Begin

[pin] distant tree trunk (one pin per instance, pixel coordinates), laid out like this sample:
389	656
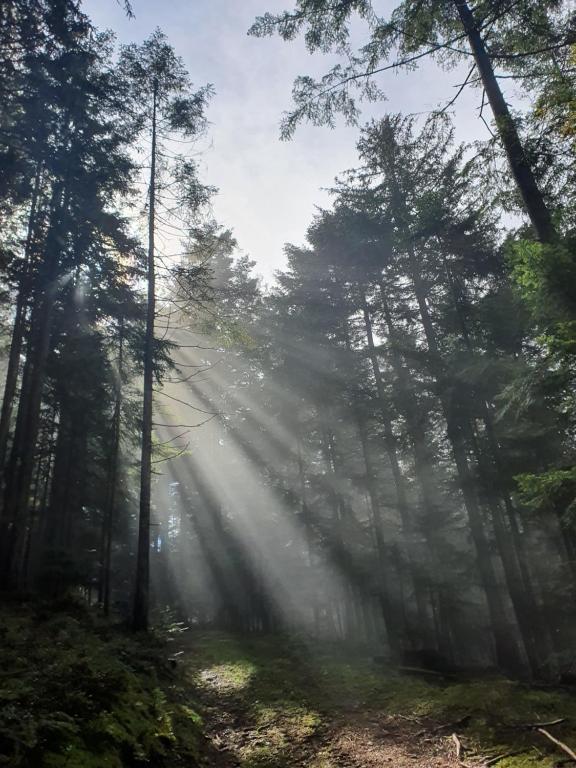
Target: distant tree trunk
394	620
18	329
420	588
142	586
507	130
508	538
428	488
111	483
20	465
305	512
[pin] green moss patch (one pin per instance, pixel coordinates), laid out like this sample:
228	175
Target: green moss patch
75	693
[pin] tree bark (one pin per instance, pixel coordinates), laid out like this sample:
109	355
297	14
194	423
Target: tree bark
522	171
142	586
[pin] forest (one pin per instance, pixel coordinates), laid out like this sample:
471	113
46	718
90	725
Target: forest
323	520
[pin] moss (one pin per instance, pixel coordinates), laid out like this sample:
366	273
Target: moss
80	694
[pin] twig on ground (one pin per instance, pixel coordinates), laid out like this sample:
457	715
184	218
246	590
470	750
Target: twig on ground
498	758
558	743
535	726
458	745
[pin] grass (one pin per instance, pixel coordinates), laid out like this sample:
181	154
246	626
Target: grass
288	693
75	692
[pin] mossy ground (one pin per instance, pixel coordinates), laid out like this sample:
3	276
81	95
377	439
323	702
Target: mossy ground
274	703
75	692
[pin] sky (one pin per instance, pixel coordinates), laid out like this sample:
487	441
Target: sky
269	189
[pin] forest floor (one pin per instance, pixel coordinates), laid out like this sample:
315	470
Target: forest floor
270	703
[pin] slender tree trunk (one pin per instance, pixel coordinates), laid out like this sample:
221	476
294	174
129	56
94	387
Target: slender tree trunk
508	537
112	482
18	330
392	617
519	164
399	483
142	590
428	488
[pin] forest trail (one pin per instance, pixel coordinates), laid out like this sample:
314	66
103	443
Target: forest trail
267	703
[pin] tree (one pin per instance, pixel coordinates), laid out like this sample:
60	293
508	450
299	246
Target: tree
168	105
414	32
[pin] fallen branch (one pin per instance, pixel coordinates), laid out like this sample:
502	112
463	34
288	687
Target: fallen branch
558	743
452	726
535	726
498	758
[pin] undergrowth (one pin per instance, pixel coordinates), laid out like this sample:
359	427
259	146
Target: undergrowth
75	692
290	691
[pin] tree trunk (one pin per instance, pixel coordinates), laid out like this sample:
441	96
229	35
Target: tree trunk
18	331
142	586
112	481
399	483
520	166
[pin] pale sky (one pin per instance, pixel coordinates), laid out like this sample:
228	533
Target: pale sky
268	189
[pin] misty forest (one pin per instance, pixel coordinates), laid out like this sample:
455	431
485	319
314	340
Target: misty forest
326	518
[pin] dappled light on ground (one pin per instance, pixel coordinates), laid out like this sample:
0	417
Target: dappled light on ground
271	702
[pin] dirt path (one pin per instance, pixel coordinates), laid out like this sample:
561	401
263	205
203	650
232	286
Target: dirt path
273	708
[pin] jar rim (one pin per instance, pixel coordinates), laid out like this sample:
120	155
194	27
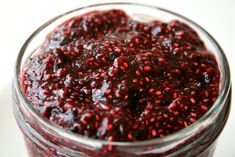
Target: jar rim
224	86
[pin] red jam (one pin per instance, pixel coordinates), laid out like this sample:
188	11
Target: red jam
107	76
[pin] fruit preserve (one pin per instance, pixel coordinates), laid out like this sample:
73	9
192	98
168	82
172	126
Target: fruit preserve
114	82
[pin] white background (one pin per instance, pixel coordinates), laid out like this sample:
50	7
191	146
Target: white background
19	18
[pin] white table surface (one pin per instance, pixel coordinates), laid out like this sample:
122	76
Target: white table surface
19	18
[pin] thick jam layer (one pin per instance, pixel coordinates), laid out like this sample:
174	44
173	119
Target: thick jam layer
107	76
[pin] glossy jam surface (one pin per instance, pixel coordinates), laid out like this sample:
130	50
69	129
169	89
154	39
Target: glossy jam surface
107	76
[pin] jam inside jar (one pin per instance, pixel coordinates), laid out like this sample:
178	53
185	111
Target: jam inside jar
189	136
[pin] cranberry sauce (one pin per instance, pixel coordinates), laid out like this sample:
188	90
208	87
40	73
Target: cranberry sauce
106	76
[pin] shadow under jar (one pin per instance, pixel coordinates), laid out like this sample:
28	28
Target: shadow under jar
44	139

End

What the task requires
Print the records word for word and exclude any picture they hold.

Result below
[pin] distant tree trunk (one pin per instance, pixel coordinates), laid out like this sample:
389	656
Target: distant tree trunk
394	620
18	329
420	588
142	586
507	130
508	538
428	488
111	483
20	465
305	512
[pin] green moss patch (one pin per instance, pixel coordinates), laid out like this sample:
228	175
Target: green moss patch
75	693
[pin] tree bark (one pin per instance, pixel coordinates), laid out like this sample:
109	355
297	14
194	423
Target: tree bark
522	171
142	586
[pin] forest (one pin per instance, pixel coordinates), laid out like this sample:
471	113
46	718
90	725
Target: forest
323	520
[pin] moss (one pin per instance, pixel coordinates), laid out like this sample:
366	273
Target: moss
80	694
[pin] twig on ground (one pin per instance, pixel coordinates), laid out like this sample:
457	715
184	218
246	590
470	750
Target: twig on ground
498	758
558	743
535	726
458	745
[pin] grass (one pin per instance, pixel coordinates), laid out like this sample:
181	154
246	626
Target: grass
288	693
75	692
[pin] mossy ground (one pin per instance, pixel coordinates), laid out like this sample:
3	276
81	95
377	439
323	702
Target: mossy ground
274	703
75	692
[pin] sky (one pin per instance, pixel coordinates), laid out like this sample:
487	441
Target: sky
269	189
[pin] forest floor (one pin per instance, pixel coordinates), laid out like this sample:
315	470
Target: forest floor
270	703
[pin] slender tree trunk (one pin per instance, pixel coordinates), laid out like this sample:
221	476
294	174
129	56
94	387
Target: slender tree trunk
508	537
112	482
18	330
392	617
519	164
399	483
142	590
428	488
[pin] forest trail (one pin per instance, pixel coordinates), laid out like this sample:
314	66
103	443
Target: forest trail
267	703
[pin] tree (one pin per instance, pixel coordinates), laid out like this sample:
60	293
508	450
299	246
Target: tree
168	105
414	32
[pin] fallen branch (one pin per instance, pixel coordinates), laid out like this sample:
502	112
463	34
288	687
Target: fallen branch
558	743
452	726
535	726
498	758
[pin] undergrowth (one pin per instance, pixel coordinates), laid out like this sample:
359	427
259	146
Target: undergrowth
75	692
290	691
[pin] tree trunk (one pin per instance, pixel coordinates), laid out like this sample:
441	96
229	35
Target: tree trunk
18	331
142	586
112	481
399	483
520	166
[pin] pale sky (one pin per instance, pixel coordinates), laid out like this sample:
228	533
Target: pale sky
268	189
[pin] misty forest (one pin per instance, pixel coordinates), laid out like this sample:
455	431
485	319
314	340
Target: misty forest
326	518
[pin] dappled light on ground (one pin per instance, pixel coordinates), laid out like this sample:
0	417
Target: dappled light on ground
271	702
[pin] dirt path (one pin per instance, pixel coordinates), laid out like this sample:
561	401
263	205
203	650
232	286
Target: dirt path
273	708
[pin] jar rim (one pin per instance, pixel coordinates), laid out like this sample:
120	155
194	27
Target: jar rim
224	86
[pin] red jam (one pin per instance, pixel coordinates), laid out like this sample:
188	11
Target: red jam
107	76
[pin] fruit preserve (one pin per instance, pixel coordinates), laid out like this sample:
73	9
192	98
168	82
172	126
Target: fruit preserve
114	82
[pin] white background (one pin per instance, pixel coordinates), laid out like this sample:
50	7
191	146
Target: white background
19	18
[pin] white table surface (one pin per instance, pixel coordinates), laid out like this sample:
122	76
Target: white table surface
19	18
[pin] thick jam layer (one pin per instance, pixel coordinates), laid out like this sample:
174	44
173	119
Target: thick jam layer
107	76
[pin] glossy jam surface (one pin per instance, pixel coordinates), laid out like this sample:
130	50
69	129
169	89
154	39
Target: glossy jam surface
107	76
[pin] jam inside jar (one pin per instance, pixel coordinates), laid out like this sample:
178	53
185	111
Target: jam inside jar
189	136
[pin] cranberry sauce (one pin per instance, pixel coordinates), laid out like this sample:
188	90
208	87
40	73
Target: cranberry sauce
106	76
[pin] shadow under jar (one pin per instance, pixel coordinates), laid out like this sample:
28	28
Target: shadow under jar
44	139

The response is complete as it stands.